**Passage:**
+++++

2000 pulses from computer will turn the motor one turn. Motor must turn 7.2times for one revolution of gearbox output shaft.
7.2 gearbox would make 14,400 pulses for one turn of the output shaft.

divide the pulses from computer by inch travel:

14400/3.1416= 4583.66 Steps/Per




With these settings, I'm only able to get about 21 IPM's of Velocity while tuning in Mach3 before skipping occurs.

Gerald D Tue 10 June 2008 06:31

Have you verified the current limit resistors with an ohm-meter - I have made mistakes with colour bands before.

edrowell Tue 10 June 2008 06:47

DOH! I checked again and I grabbed the 3300 and 2200 ohm resistors instead of the 33000 and 22000 ohm resistors. That did it for the motor velocity issue as they are getting up to speed nicely now. But I still do not see the LED's on the Step pins of the pmdx-122 flickering.

+++++

**Objective 1:**
Answer these questions from the motor thread, each on its own line:
(a) How many pulses from the computer turn the motor one turn?
(b) About what velocity, in IPM, could be reached while tuning in Mach3 before skipping happened?
(c) Which resistors were grabbed by mistake, and which ones were meant instead?
**Objective 2:** Write the next part of the motor thread, picking up after its last post.

**Data:**
+++++

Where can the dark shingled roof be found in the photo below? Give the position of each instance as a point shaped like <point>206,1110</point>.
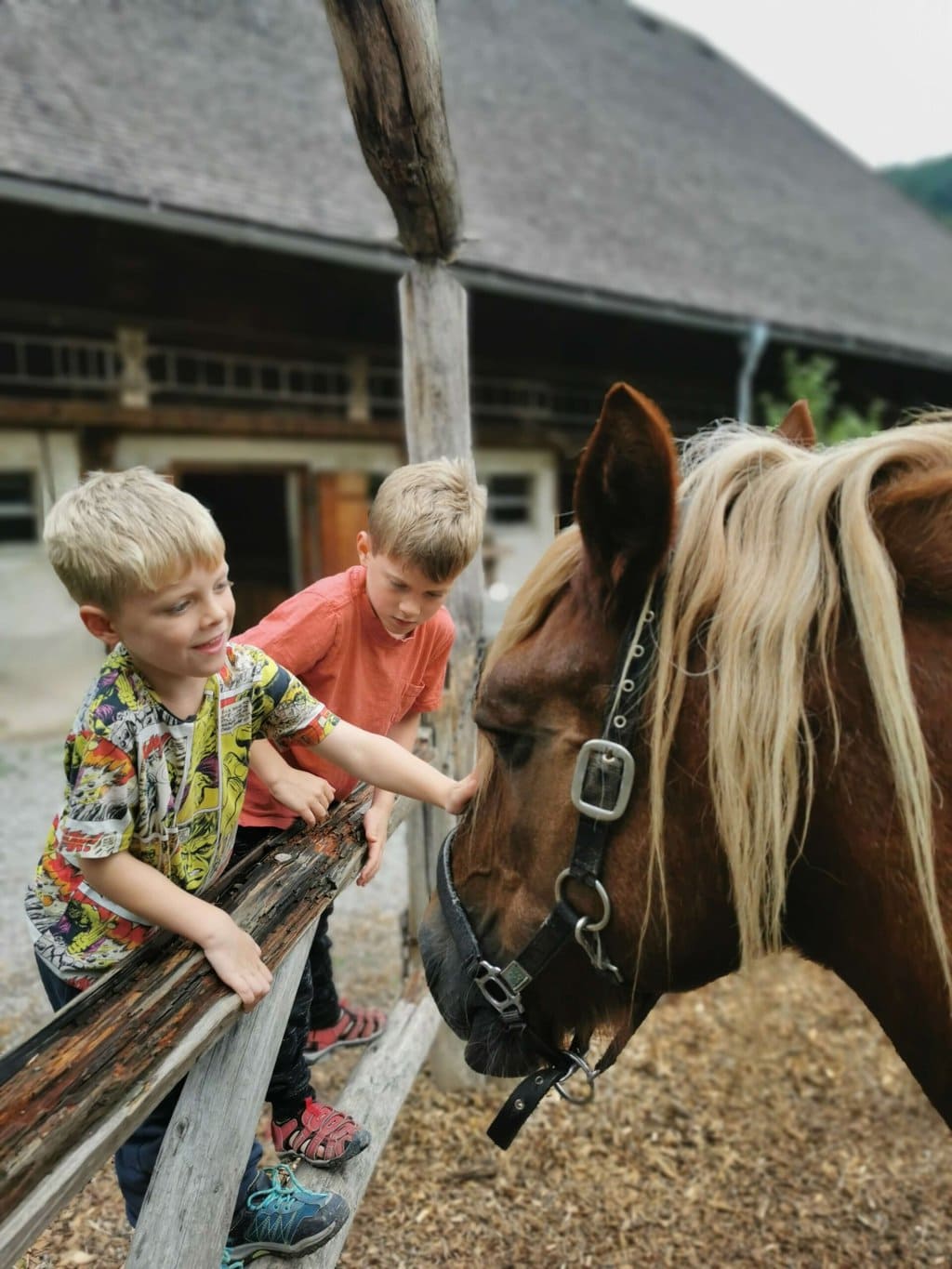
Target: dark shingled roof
<point>600,149</point>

+++++

**Answer 1:**
(a) 2000 pulses
(b) About 21 IPM
(c) The 3300 and 2200 ohm resistors were grabbed instead of the 33000 and 22000 ohm resistors.

**Answer 2:**
Gerald D Tue 10 June 2008 07:06

Evan, welcome to the club of the wrong resistors! :)

You won't see a kilohertz flicker - realise that you don't even see a 60Hz flicker from a lightbulb. Remember, us club-members don't have the best of eyes. ;)

domino11 Tue 10 June 2008 07:12

Gerald,
If you use metal film resistors, then some type have numbers on them for easier identification. Also more stable than other resistor types. :)

Gerald D Tue 10 June 2008 07:57

I would still check them with an ohm-meter for this application ;)

edrowell Tue 10 June 2008 08:22

Thanks Gerald. Next time I check with an ohmmeter I'll try and actually read the display. Thanks for the quick replies.

Evan

bob Mon 28 July 2008 08:11

Gerald,

Today I mounted Geckos (G203V) on Alu plate, two of them (pin1) does not show continity with Alu plate or back plate, it means there me be ground voltage difference with another two which are showing continity.
I even scratched back plate and checked continity with pin 1 but no continuity.
I am providing seperate power for each Gecko and shilding of each power cable is grounded to Alu plate.
Should I go with it or if there is any issue?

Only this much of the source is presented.